What is needed:
Transcribe all records exactly.

--*--

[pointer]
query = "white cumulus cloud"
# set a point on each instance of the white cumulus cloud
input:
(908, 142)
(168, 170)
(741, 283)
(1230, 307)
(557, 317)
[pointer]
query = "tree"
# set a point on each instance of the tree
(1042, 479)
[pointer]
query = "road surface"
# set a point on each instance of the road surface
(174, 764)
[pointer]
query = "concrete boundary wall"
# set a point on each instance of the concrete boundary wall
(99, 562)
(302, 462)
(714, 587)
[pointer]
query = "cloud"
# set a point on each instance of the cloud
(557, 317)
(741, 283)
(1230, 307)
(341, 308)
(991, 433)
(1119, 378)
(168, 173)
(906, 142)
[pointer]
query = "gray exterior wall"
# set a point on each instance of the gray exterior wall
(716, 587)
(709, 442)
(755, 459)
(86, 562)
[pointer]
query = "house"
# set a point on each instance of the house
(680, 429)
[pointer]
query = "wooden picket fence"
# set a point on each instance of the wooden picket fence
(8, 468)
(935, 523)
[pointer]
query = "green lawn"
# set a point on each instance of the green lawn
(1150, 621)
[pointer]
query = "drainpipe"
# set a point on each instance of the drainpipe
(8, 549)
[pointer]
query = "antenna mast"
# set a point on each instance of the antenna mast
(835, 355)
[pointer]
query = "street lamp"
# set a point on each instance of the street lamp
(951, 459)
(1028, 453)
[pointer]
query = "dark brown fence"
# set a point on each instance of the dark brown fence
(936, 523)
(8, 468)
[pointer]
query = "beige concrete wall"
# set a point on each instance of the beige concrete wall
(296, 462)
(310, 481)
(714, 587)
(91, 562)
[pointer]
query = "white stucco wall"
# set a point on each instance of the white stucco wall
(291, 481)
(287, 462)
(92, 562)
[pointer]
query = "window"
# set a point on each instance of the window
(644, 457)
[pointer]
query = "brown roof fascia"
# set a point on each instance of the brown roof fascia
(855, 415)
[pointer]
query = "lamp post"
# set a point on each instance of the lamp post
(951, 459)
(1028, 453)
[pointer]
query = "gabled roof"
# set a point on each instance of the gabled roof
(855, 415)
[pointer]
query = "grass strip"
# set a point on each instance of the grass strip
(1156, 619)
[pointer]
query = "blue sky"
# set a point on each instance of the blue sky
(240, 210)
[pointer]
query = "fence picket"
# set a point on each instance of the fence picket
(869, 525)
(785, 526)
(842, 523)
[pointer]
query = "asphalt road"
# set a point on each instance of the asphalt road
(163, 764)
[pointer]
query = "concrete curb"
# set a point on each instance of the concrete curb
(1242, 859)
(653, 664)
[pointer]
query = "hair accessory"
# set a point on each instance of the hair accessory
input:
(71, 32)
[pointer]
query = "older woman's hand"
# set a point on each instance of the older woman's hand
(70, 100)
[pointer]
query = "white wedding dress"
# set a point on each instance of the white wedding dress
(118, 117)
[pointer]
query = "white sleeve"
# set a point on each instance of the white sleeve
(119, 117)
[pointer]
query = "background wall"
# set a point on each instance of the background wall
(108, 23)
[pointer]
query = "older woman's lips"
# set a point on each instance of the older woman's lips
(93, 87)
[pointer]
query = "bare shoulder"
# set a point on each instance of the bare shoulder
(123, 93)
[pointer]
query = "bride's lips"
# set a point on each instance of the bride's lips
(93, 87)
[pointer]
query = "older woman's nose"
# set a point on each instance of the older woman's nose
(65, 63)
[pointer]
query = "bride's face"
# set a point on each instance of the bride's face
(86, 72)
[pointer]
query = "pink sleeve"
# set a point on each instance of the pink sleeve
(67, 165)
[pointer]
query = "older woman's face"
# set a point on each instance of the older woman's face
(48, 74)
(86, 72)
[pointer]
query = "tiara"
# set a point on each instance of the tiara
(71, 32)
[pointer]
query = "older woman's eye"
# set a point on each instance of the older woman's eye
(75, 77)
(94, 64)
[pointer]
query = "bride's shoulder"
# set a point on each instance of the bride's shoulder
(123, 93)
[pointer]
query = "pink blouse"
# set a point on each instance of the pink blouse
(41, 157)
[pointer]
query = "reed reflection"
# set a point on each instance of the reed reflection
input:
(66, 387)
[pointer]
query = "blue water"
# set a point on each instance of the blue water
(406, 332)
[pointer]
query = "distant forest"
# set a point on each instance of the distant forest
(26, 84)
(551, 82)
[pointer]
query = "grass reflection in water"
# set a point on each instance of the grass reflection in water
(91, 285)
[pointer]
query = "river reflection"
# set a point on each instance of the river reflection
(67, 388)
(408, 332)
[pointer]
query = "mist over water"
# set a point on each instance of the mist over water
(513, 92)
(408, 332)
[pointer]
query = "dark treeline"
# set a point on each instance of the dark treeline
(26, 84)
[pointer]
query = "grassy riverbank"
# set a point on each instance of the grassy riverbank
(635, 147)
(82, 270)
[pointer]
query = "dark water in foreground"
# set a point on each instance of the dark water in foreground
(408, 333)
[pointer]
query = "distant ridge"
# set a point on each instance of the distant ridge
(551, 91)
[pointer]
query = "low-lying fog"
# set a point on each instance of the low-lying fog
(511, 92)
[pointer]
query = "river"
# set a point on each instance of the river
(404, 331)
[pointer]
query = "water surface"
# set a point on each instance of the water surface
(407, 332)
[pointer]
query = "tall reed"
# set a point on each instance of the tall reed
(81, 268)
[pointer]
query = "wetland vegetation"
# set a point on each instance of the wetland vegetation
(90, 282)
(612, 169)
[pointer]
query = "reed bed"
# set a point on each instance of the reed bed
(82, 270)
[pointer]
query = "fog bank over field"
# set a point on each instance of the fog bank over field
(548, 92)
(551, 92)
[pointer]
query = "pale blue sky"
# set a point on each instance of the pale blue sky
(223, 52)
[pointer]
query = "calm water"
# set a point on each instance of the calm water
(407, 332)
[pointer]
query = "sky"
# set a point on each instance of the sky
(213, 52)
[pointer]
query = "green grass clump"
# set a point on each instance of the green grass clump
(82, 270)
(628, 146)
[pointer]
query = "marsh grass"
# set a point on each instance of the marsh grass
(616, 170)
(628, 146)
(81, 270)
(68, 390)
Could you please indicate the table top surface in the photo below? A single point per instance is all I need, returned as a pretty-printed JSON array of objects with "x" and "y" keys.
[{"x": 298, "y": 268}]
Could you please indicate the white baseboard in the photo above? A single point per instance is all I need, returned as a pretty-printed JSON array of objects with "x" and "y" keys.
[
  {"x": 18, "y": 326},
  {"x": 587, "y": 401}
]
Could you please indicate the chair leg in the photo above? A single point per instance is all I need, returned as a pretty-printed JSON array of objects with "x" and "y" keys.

--*--

Response below:
[pointer]
query = "white cumulus cloud"
# set a point on each instance of the white cumulus cloud
input:
(908, 142)
(168, 170)
(741, 283)
(1230, 307)
(557, 317)
[pointer]
query = "tree"
# set a point on each instance of the tree
(1042, 479)
[pointer]
query = "road surface"
# set a point on each instance of the road surface
(174, 764)
[pointer]
query = "concrete boundary wall"
# set a point on each instance of the concrete boundary wall
(99, 562)
(302, 462)
(714, 587)
[pointer]
query = "cloud"
# set a point on each instance of the cloud
(557, 317)
(741, 283)
(1230, 307)
(341, 308)
(991, 433)
(1119, 378)
(168, 173)
(906, 142)
[pointer]
query = "gray exterior wall"
# set a point on each instance of the gray exterior wall
(716, 587)
(709, 442)
(755, 459)
(86, 562)
[pointer]
query = "house"
# set a point on each instance of the house
(680, 429)
[pointer]
query = "wooden picket fence"
# set a point on each instance of the wooden picket fence
(8, 468)
(935, 523)
[pointer]
query = "green lawn"
# set a point on each instance of the green lawn
(1150, 621)
[pointer]
query = "drainpipe"
# set a point on each instance of the drainpipe
(8, 549)
[pointer]
query = "antenna mast"
# set a point on each instance of the antenna mast
(835, 355)
[pointer]
query = "street lamp"
# set a point on each instance of the street lamp
(951, 459)
(1028, 453)
[pointer]
query = "dark brown fence"
# set a point on each instance of the dark brown fence
(936, 523)
(8, 468)
[pointer]
query = "beige concrete wall"
# set a point on each instance of the beige concrete wall
(296, 462)
(310, 481)
(714, 587)
(91, 562)
[pointer]
query = "white stucco wall"
# set a point on each instance of the white stucco wall
(291, 481)
(287, 462)
(92, 562)
[pointer]
query = "window"
# set a point on each instance of the window
(644, 457)
[pointer]
query = "brown roof fascia"
# set a point on each instance of the brown roof fascia
(855, 415)
[pointer]
query = "lamp post"
# set a point on each instance of the lamp post
(951, 459)
(1028, 453)
[pointer]
query = "gabled roof"
# set a point on each instance of the gabled roof
(855, 415)
[pointer]
query = "grass strip"
# set a point on each instance of the grass strip
(1156, 619)
[pointer]
query = "blue sky"
# set a point on each instance of the blue sky
(240, 210)
[pointer]
query = "fence picket"
# set a point on each instance of the fence picket
(869, 525)
(785, 526)
(842, 523)
[pointer]
query = "asphalt road"
# set a point on each instance of the asphalt road
(163, 764)
[pointer]
query = "concrete curb"
# set a point on each instance of the concrete curb
(1242, 859)
(653, 664)
[pointer]
query = "hair accessory"
# set a point on each instance of the hair accessory
input:
(71, 32)
[pointer]
query = "older woman's hand"
# set a point on each instance of the older woman's hand
(70, 100)
[pointer]
query = "white wedding dress"
# set a point on each instance of the white wedding dress
(118, 117)
[pointer]
query = "white sleeve"
# set a point on each instance of the white sleeve
(119, 117)
[pointer]
query = "background wall"
# set a point on each instance of the background wall
(108, 23)
[pointer]
query = "older woman's lips"
# set a point on each instance of the older woman's lips
(93, 87)
[pointer]
query = "bare shoulder"
# set a point on each instance of the bare shoulder
(123, 93)
[pointer]
query = "bride's lips"
# set a point on each instance of the bride's lips
(93, 87)
[pointer]
query = "older woman's nose"
# set a point on each instance of the older woman's nose
(65, 63)
[pointer]
query = "bride's face"
# set a point on each instance of the bride's face
(86, 72)
[pointer]
query = "pink sleeve"
# set a point on each instance of the pink sleeve
(67, 165)
[pointer]
query = "older woman's face"
# set a point on each instance of the older woman's face
(48, 74)
(86, 72)
[pointer]
query = "tiara"
# set a point on each instance of the tiara
(71, 32)
[pointer]
query = "older woman's eye"
# set a point on each instance of the older woman's eye
(75, 77)
(94, 64)
[pointer]
query = "bride's shoulder"
# set a point on each instance of the bride's shoulder
(123, 93)
[pointer]
query = "pink blouse"
# set a point on each instance of the pink blouse
(41, 157)
[pointer]
query = "reed reflection"
# set a point on each instance of the reed reflection
input:
(66, 387)
[pointer]
query = "blue water"
# set a point on each instance of the blue water
(406, 332)
[pointer]
query = "distant forest"
# set a point on each instance of the distant forest
(26, 84)
(551, 82)
[pointer]
query = "grass reflection in water"
# set a point on each instance of the grass reflection in water
(91, 285)
[pointer]
query = "river reflection"
# set a point on each instance of the river reflection
(67, 388)
(408, 332)
[pointer]
query = "mist over water"
# set a point on each instance of the mist over water
(513, 92)
(408, 332)
[pointer]
query = "dark treeline"
# set a point on each instance of the dark treeline
(26, 84)
[pointer]
query = "grassy riverbank"
# set a point on each instance of the grassy riverbank
(635, 147)
(82, 270)
[pointer]
query = "dark water in foreground"
# set a point on each instance of the dark water in foreground
(408, 333)
[pointer]
query = "distant ridge"
# set a point on each instance of the distant ridge
(551, 91)
[pointer]
query = "low-lying fog"
# set a point on each instance of the low-lying fog
(511, 92)
[pointer]
query = "river"
# set a point on each instance of the river
(404, 331)
[pointer]
query = "water surface"
# set a point on each instance of the water surface
(407, 332)
[pointer]
query = "tall reed"
# set a point on each instance of the tall reed
(81, 268)
[pointer]
query = "wetland vegetation"
# set a point on each instance of the wetland vegetation
(90, 282)
(612, 169)
[pointer]
query = "reed bed"
# set a point on each instance of the reed bed
(82, 270)
[pointer]
query = "fog bank over field"
# set a point on each instance of the fog bank over field
(548, 92)
(551, 92)
[pointer]
query = "pale blue sky"
# set a point on each instance of the pale blue sky
(223, 52)
[pointer]
query = "calm water"
# set a point on each instance of the calm water
(407, 332)
[pointer]
query = "sky"
# set a point on each instance of the sky
(213, 52)
[pointer]
query = "green grass clump"
# set a point on each instance of the green grass clump
(82, 270)
(628, 146)
[pointer]
query = "marsh grass"
# set a point on each instance of the marsh grass
(616, 170)
(628, 146)
(81, 270)
(68, 390)
Could you please indicate the table top surface in the photo below? A single point per instance is all I need, returned as a pretty-printed JSON array of objects with "x" and "y" keys.
[{"x": 298, "y": 268}]
Could you please indicate the white baseboard in the photo above? A single point per instance is all I need, returned as a pretty-printed JSON array of objects with "x" and "y" keys.
[
  {"x": 18, "y": 326},
  {"x": 587, "y": 401}
]
Could you please indicate the chair leg in the photo above? A single point per instance is all I need, returned as a pretty-printed JSON array of objects with "x" and "y" keys.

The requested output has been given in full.